[Stored data]
· · · · · · ·
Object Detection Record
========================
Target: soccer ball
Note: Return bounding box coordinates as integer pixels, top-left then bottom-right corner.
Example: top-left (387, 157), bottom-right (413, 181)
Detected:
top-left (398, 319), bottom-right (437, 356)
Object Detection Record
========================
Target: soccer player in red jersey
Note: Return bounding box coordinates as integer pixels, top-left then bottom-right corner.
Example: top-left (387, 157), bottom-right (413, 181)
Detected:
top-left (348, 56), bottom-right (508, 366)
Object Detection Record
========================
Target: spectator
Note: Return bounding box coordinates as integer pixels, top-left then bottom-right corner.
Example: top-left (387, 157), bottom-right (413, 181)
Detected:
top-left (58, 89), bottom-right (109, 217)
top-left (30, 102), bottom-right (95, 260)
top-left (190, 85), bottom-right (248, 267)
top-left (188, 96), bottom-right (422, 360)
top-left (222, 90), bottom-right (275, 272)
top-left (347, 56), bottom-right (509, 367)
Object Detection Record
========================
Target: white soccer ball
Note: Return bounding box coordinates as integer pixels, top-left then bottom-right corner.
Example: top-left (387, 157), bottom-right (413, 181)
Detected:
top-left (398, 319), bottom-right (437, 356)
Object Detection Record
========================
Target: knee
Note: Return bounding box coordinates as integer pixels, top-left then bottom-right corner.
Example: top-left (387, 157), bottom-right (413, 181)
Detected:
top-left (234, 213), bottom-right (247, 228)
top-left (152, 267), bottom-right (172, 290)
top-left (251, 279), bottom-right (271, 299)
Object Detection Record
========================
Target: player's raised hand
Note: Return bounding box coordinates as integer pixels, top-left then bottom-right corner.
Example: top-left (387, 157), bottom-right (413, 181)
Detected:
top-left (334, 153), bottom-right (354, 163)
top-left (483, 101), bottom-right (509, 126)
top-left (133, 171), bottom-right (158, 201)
· · · · · · ·
Task statement:
State how many lines in the material contain the word "soccer". Reply with the number alone.

Exercise response:
3